Threesome (stylised as threesome) is a British television sitcom written by Tom MacRae and starring Stephen Wight, Amy Huberman and Emun Elliott. The series is focused around three friends—Alice, Mitch and Richie—who return home from a night out celebrating Alice's birthday and end up having a threesome, which results in Alice getting pregnant. Instead of getting an abortion, the three friends decide to raise the baby as a trio. The series began airing on 17 October 2011 on Comedy Central and Comedy Central HD. It is the first original scripted comedy commissioned by Comedy Central and is produced by Big Talk Productions.

In February 2012, it was confirmed that Comedy Central had renewed the show for a second series. Although this included the possibility of a 22-episode third series, this did not happen.

The show was remade in Finland in 2017, as Kolmistaan.

Premise
Threesome is a sitcom about three inseparable friends on the verge of turning 30. Alice (Amy Huberman) lives with her boyfriend Mitch (Stephen Wight) and their gay best friend Richie (Emun Elliott). Together they form three points of an unlikely triangle, living, laughing and larging it together. After a big birthday party for Alice, they end up having an unplanned threesome during which Alice becomes pregnant. After discovering that he is infertile, Mitch tells Richie that he is the baby's biological father. They then decide to ditch the party lifestyle, have the baby, and raise her as a coparenting threesome.

Characters and cast

Main characters
 Alice Heston (Amy Huberman) is the female lead. Alice's long-term friendship with Richie leads to her relationship with boyfriend Mitch.
 Mitch Ennis (Stephen Wight) meets Richie at his brother's funeral, and the two become friends. A blind date leads to Mitch and Alice dating.

**LISTED ENTRIES**
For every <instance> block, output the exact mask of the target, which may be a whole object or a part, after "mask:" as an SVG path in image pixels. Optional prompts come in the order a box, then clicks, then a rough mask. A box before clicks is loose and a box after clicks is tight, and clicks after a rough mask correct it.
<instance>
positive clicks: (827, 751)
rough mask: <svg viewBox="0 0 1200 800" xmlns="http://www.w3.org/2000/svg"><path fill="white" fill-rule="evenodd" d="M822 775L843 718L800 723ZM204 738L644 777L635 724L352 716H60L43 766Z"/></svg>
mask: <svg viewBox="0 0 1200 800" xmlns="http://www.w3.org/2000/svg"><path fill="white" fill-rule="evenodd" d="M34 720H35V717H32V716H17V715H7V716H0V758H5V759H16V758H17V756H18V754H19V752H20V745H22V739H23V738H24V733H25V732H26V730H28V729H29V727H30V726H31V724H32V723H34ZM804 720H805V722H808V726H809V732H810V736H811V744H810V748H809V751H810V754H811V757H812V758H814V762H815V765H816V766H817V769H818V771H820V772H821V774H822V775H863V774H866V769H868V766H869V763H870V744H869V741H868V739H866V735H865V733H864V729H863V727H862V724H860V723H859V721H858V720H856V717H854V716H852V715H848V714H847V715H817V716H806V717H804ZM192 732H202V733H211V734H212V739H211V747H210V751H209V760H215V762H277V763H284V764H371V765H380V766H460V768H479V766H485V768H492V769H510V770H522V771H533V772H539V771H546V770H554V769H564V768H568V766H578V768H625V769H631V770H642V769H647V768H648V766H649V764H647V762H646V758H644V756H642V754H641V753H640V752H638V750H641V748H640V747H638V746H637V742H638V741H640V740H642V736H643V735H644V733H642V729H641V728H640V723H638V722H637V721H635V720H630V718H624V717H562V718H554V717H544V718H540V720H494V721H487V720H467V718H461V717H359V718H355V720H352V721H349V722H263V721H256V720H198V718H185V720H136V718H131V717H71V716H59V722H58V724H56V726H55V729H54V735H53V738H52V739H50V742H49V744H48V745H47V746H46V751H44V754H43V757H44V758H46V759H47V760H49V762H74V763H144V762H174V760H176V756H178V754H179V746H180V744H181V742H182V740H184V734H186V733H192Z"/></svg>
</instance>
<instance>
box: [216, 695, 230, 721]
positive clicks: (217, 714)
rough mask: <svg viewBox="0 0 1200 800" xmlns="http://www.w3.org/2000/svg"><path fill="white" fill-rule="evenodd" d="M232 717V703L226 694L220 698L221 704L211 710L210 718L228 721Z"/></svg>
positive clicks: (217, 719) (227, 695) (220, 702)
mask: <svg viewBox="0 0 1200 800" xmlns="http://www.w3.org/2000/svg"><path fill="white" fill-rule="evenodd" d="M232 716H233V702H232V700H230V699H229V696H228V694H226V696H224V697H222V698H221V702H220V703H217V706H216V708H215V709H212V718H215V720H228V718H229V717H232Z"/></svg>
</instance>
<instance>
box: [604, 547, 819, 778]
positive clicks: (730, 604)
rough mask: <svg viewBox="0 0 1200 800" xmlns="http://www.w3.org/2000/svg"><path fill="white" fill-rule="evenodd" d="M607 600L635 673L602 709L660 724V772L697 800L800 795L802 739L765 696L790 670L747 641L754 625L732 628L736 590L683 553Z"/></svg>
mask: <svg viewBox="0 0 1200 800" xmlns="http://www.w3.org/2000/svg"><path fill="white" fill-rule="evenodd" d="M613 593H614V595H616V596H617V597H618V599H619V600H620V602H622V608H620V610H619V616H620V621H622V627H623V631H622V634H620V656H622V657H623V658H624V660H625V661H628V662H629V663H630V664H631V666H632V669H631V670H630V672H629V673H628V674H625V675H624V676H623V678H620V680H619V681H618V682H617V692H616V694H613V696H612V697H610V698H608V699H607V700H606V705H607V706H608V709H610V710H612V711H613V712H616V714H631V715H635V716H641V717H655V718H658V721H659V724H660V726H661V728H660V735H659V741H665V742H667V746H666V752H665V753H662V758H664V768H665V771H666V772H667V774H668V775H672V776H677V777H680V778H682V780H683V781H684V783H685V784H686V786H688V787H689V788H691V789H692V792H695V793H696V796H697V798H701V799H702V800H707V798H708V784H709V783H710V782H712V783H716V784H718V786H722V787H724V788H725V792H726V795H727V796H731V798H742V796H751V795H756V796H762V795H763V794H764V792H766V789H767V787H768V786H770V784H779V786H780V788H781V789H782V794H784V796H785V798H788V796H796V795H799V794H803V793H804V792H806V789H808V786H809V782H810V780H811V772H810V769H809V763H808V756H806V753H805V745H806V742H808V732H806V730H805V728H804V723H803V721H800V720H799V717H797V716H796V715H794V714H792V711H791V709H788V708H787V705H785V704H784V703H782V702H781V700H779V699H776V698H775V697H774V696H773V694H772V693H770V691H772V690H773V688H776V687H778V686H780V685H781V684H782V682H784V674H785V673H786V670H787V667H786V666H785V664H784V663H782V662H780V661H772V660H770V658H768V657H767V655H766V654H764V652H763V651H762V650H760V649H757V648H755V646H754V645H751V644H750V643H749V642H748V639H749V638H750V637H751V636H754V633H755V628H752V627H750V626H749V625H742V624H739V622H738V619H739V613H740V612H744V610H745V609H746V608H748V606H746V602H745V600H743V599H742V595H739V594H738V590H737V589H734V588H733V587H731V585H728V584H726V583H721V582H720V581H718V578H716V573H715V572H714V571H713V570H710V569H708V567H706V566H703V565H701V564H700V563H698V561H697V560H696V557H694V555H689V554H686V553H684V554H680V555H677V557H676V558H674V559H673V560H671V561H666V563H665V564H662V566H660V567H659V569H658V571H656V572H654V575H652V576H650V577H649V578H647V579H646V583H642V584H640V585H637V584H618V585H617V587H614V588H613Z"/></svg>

**TASK**
Resume the article on the British sitcom Threesome after its last sentence. The data has no connection to the article about the sitcom Threesome.

**TASK RESULT**
 Richie Valentine (Emun Elliott): Best friends with Alice (since university) and Mitch, but unable to commit despite an active love life.
 Lily Owen Valentine-Ennis: is the trio's baby whom Alice gives birth to in the last episode of the first series. She is to be one of the main cast in the second series. Her characteristics are currently unknown.

Supporting roles

 Lorraine Heston (Pauline McLynn): a self-created glamour-puss and a bit of a nightmare control freak. She loves her daughter Alice dearly, but that love more often than not expresses itself as a domineering cattiness. Lorraine is all about the tan and the chatter and loves a good party, but behind the champagne bubbles the claws are out. Lorraine is wealthy and lives in Tenerife most of the year, where she flirts with boys, tolerates Alice's father Malcolm, and drinks way, way too much.
 Sue Ennis (Paddy Navin): a woman who couldn't be more like her son Mitch, or any closer to him; two peas in a pod who still love each other's company. Sue is down to earth, unpretentious and incredibly caring – as well as charmingly sentimental and a bit of a motor-mouth. Of all the mums, she's the least demanding, and will probably end up being far and away the best babysitter.
 Jenny Rouse (Joanna Roth): Richie's mum couldn't be less like Sue to look at. Jenny models herself on Anna Wintour; immaculate fashions and flawless styling, and is a design icon in her own right. Well spoken and perfectly poised, Jenny is every inch a lady – but she's not above chatting up boys on Richie's behalf. Jenny is desperate for Richie to find someone special and give her a gorgeous son-in-law to coo over.
 Dave (Adam Garcia): Richie's boyfriend.

Episodes

Series 1 (2011)

Series 2 (2012)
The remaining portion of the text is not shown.